5. Pengguna Windows rentan diretas

Selain melalui video, Zoom juga dilengkapi dengan fitur chat yang memungkinkan penggunanya melakukan obrolan lewat pesan teks. Teks URL yang dikirimkan melalui chat akan berubah menjadi hyperlink agar si penerima dapat segera sampai ke situs yang dimaksud setelah meng-klik tautan tersebut. 

Sayangnya, seorang peneliti keamanan yang  menemukan bahwa klien Zoom juga akan mengubah jalur UNC di jaringan Windows dalam bentuk link yang bisa diklik di pesan teks. Hal ini diungkapkan oleh situs Bleeping Computer yang kemudian menjelaskan apa yang terjadi apabila pengguna membuka tautan UNC tersebut. Saat diklik, Windows akan terhubung dengan situs remote dengan menggunakan protokol file sharing SMB dan di saat yang sama sistem operasi ini juga akan mengirim username dan password NTML yang dapat dipecahkan menggunakan aplikasi gratis bernama Hashcat untuk mengungkap password si pengguna dalam waktu singkat.

Oleh karena itu, pengguna Zoom dengan sistem operasi Windows rentan terhadap injeksi jalur UNC di fitur chat yang memungkinkan para peretas mencuri kredensial Windows pengguna yang meng-klik tautannya.

→ **Tujuan Latihan**: Ubahlah paragraf yang diawali dengan "Selain melalui video" dalam kutipan tentang keamanan Zoom di atas menjadi daftar berbutir yang lebih ringkas dan tetap memuat fakta utamanya.

→ **Bahan Sumber**:
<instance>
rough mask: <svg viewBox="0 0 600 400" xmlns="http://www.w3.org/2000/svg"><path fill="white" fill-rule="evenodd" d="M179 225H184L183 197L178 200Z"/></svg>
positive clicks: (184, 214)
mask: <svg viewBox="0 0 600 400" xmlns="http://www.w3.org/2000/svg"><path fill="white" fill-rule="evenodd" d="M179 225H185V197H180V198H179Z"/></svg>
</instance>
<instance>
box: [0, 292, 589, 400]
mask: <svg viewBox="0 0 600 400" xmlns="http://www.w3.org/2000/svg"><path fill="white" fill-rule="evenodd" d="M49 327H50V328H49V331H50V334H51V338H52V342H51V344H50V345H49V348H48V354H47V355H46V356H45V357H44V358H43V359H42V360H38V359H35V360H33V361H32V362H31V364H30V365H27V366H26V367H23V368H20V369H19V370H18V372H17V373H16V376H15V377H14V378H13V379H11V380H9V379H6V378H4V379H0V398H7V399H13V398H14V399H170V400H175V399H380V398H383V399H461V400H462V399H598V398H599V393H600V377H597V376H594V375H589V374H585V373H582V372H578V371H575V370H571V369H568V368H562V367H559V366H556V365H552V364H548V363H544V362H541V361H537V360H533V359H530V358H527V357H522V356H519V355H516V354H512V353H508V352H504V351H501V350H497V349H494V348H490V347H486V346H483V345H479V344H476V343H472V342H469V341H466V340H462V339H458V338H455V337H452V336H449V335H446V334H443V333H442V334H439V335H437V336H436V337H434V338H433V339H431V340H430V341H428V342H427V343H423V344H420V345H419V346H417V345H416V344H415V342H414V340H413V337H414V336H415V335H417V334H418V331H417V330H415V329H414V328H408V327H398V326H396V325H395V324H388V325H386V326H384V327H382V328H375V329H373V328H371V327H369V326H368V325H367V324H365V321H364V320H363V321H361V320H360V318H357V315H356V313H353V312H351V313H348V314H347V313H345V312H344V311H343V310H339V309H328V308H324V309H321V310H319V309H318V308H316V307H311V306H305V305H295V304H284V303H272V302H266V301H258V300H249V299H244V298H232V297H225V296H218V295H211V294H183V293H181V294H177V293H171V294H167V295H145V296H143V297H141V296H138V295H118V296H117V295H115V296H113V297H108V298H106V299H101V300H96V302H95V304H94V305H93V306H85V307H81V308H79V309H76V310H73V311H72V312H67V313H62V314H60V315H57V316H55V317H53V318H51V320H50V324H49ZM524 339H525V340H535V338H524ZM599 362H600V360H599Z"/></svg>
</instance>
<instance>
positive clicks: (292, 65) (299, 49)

→ **Hasil Tugas**:
- Selain video, Zoom memiliki fitur chat untuk mengobrol lewat pesan teks.
- Teks URL yang dikirim melalui chat berubah menjadi hyperlink.
- Dengan meng-klik tautan itu, penerima dapat langsung menuju situs yang dimaksud.